--- MATERIALE RACCOLTO ---
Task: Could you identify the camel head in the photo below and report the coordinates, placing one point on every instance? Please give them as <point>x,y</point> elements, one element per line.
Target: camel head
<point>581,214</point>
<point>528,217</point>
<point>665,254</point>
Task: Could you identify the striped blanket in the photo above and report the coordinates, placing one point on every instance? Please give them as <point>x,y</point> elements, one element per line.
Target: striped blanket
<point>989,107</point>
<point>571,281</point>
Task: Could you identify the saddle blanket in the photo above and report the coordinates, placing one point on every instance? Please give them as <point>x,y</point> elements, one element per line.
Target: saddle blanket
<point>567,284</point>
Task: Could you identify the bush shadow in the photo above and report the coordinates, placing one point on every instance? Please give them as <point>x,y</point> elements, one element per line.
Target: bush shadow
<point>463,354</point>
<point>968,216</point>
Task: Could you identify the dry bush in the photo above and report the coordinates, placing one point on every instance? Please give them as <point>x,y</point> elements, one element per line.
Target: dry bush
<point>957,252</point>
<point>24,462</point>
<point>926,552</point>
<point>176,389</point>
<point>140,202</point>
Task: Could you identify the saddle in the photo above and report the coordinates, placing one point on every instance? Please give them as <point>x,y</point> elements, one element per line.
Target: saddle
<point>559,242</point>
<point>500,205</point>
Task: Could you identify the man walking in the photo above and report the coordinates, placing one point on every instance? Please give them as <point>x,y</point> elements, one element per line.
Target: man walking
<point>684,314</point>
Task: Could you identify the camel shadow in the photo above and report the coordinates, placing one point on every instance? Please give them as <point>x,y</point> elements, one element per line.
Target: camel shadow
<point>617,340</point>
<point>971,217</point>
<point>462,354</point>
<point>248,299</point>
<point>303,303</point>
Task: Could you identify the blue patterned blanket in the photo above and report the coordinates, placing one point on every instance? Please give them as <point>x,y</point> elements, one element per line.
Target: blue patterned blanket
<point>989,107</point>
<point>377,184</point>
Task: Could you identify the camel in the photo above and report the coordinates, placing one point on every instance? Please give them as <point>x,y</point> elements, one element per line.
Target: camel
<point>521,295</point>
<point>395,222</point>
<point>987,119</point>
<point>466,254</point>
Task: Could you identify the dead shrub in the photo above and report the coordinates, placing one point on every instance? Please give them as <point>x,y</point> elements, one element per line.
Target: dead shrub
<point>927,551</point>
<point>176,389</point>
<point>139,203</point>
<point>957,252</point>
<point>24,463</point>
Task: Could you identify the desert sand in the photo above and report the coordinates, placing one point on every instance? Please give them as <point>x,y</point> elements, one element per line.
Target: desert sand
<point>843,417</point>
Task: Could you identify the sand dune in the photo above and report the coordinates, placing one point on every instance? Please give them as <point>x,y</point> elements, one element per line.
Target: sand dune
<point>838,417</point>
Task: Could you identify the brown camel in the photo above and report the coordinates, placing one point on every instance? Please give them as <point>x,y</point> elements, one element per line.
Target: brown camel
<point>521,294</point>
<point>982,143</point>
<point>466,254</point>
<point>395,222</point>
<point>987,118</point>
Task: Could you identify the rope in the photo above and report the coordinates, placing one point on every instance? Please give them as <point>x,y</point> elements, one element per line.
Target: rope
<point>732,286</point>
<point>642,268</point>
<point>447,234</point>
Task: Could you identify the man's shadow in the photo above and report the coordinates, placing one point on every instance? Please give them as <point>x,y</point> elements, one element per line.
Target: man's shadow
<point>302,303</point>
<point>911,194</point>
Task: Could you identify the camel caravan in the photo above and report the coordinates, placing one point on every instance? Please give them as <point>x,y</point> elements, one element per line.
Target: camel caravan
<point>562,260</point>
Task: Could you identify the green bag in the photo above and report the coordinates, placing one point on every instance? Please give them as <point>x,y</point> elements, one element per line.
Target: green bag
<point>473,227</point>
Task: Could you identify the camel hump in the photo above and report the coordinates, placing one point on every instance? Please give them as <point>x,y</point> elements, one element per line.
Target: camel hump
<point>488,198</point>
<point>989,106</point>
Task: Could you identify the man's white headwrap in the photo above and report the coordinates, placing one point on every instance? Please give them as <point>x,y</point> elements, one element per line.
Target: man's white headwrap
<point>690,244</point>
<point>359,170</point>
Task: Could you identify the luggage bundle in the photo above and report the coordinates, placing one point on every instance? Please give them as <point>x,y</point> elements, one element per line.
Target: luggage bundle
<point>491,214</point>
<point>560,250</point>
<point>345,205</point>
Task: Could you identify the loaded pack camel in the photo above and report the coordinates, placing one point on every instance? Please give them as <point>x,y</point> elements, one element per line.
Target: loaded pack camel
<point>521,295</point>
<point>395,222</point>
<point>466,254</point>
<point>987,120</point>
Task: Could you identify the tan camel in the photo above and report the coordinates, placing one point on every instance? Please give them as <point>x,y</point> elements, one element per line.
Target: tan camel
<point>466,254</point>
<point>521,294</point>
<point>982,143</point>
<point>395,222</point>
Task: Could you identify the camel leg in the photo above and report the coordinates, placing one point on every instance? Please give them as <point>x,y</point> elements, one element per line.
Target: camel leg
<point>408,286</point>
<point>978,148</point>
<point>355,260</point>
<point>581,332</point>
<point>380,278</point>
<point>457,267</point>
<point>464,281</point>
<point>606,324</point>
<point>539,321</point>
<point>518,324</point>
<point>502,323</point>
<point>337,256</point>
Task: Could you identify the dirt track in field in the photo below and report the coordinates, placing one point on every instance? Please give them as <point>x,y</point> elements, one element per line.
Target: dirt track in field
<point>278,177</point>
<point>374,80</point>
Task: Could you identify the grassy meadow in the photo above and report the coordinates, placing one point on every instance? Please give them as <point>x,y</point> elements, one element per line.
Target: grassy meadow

--- COMPITO ---
Trascrivi qui tutto il materiale riportato sopra, riga per riga e senza alcuna modifica.

--- RISPOSTA SCRITTA ---
Task: Could you identify the camel head in the photo below and report the coordinates, placing one point on every instance? Please give them as <point>x,y</point> elements, one element per line.
Target: camel head
<point>581,214</point>
<point>528,217</point>
<point>665,254</point>
Task: Could you identify the striped blanket in the photo above and report the coordinates, placing one point on every instance? Please give them as <point>x,y</point> elements, one element per line.
Target: striped blanket
<point>989,107</point>
<point>571,281</point>
Task: Could you identify the saddle blanket in the photo above and report the coordinates, placing one point on every instance? Please give them as <point>x,y</point> elements, one element per line.
Target: saddle blanket
<point>567,284</point>
Task: Could you identify the bush shadow in the photo above and report the coordinates, placing one point on every instance? Please give them as <point>x,y</point> elements, one element per line.
Target: bush shadow
<point>463,354</point>
<point>968,216</point>
Task: Could you identify the dry bush in the photo above and report the coordinates, placing one point on every instance? Please give them as <point>x,y</point> elements, one element per line.
Target: dry bush
<point>957,252</point>
<point>24,462</point>
<point>926,552</point>
<point>176,389</point>
<point>140,202</point>
Task: Could you identify the saddle in the photo above and report the coordinates, placing one point on every instance? Please give them as <point>x,y</point> elements, one element per line.
Target: saddle
<point>559,242</point>
<point>500,205</point>
Task: Could you identify the man walking in the photo above and report the coordinates, placing one point on every instance? Please give them as <point>x,y</point> elements, one element per line.
Target: man walking
<point>684,314</point>
Task: Could you identify the camel shadow in the photo above and report the coordinates, placing one point on every instance? Please give them as <point>x,y</point> elements, one element per line.
Target: camel shadow
<point>617,340</point>
<point>971,217</point>
<point>462,354</point>
<point>248,299</point>
<point>303,303</point>
Task: Could you identify the blue patterned blanket in the photo above and report the coordinates, placing one point on every instance? Please give them as <point>x,y</point> elements, one element per line.
Target: blue patterned blanket
<point>989,107</point>
<point>377,184</point>
Task: Could you identify the camel in the photo above and report the coordinates, placing one point on every instance? Please give them as <point>x,y</point> elements, one element per line.
Target: camel
<point>521,295</point>
<point>395,222</point>
<point>987,119</point>
<point>466,254</point>
Task: Could you identify the dead shrub in the photo above and report the coordinates, placing one point on every instance? Please give them as <point>x,y</point> elements, one element per line.
Target: dead shrub
<point>927,551</point>
<point>176,389</point>
<point>139,203</point>
<point>957,252</point>
<point>24,463</point>
Task: Could you identify the desert sand in the photo above and report the coordinates, placing one point on every instance? Please give them as <point>x,y</point> elements, one element per line.
Target: desert sand
<point>843,417</point>
Task: Could you identify the sand dune in the photo above and report the coordinates, placing one point on every instance? Please give them as <point>x,y</point> elements, one element per line.
Target: sand dune
<point>838,417</point>
Task: Could you identify the brown camel in the photo above and report the coordinates, placing one point on every instance? Please give them as <point>x,y</point> elements, one element per line.
Target: brown camel
<point>521,294</point>
<point>982,143</point>
<point>466,254</point>
<point>395,222</point>
<point>987,118</point>
Task: Could you identify the rope in the photo above and report the coordinates, placing one point on every instance? Please give them as <point>x,y</point> elements, one element per line.
Target: rope
<point>732,286</point>
<point>642,268</point>
<point>447,234</point>
Task: Could you identify the man's shadow in the photo above and report the coordinates, placing one point on every instance? Please give them as <point>x,y</point> elements, one element per line.
Target: man's shadow
<point>302,303</point>
<point>911,194</point>
Task: Could you identify the camel caravan in the photo above and report the coordinates, placing one point on every instance? Please give them as <point>x,y</point> elements, one element per line.
Target: camel caravan
<point>562,260</point>
Task: Could you identify the green bag in the photo above and report the coordinates, placing one point on every instance? Please give them as <point>x,y</point> elements, one element per line.
Target: green bag
<point>473,227</point>
Task: Could you identify the camel hump in the photo above and report the coordinates, placing one point on every instance? Please give them as <point>x,y</point> elements, one element per line.
Target: camel hump
<point>488,198</point>
<point>989,106</point>
Task: Could you identify the man's white headwrap in the photo above and report the coordinates, placing one point on every instance? Please give them as <point>x,y</point> elements, one element per line.
Target: man's white headwrap
<point>690,244</point>
<point>359,170</point>
Task: Could you identify the luggage bundle in the photo above and report the coordinates, placing one point on every instance? Please give them as <point>x,y</point> elements, one element per line.
Target: luggage bundle
<point>491,214</point>
<point>560,250</point>
<point>345,205</point>
Task: Could you identify the loaded pack camel in the photo above and report the coordinates, placing one point on every instance? Please give them as <point>x,y</point> elements, one element per line.
Target: loaded pack camel
<point>521,295</point>
<point>395,222</point>
<point>466,254</point>
<point>987,120</point>
Task: Could you identify the tan camel in the photo above and report the coordinates, placing one point on every instance? Please give them as <point>x,y</point> elements, one element per line.
Target: tan camel
<point>466,254</point>
<point>521,294</point>
<point>982,143</point>
<point>395,222</point>
Task: Could you identify the camel leg in the photo above and report the coordinates, placing one point on every instance? Please give them as <point>x,y</point> elements, one element per line.
Target: camel leg
<point>408,286</point>
<point>978,148</point>
<point>355,260</point>
<point>581,332</point>
<point>380,278</point>
<point>457,267</point>
<point>464,281</point>
<point>606,324</point>
<point>539,321</point>
<point>518,324</point>
<point>502,323</point>
<point>337,256</point>
Task: Could you identify the dirt track in field in the photo below and report the coordinates, placing one point on every instance? Please give them as <point>x,y</point> elements, one element per line.
Target: dirt track in field
<point>278,177</point>
<point>374,80</point>
Task: Could you identify the grassy meadow in the photo above and report the coordinates, placing one point on every instance? Please give them as <point>x,y</point> elements, one element per line.
Target: grassy meadow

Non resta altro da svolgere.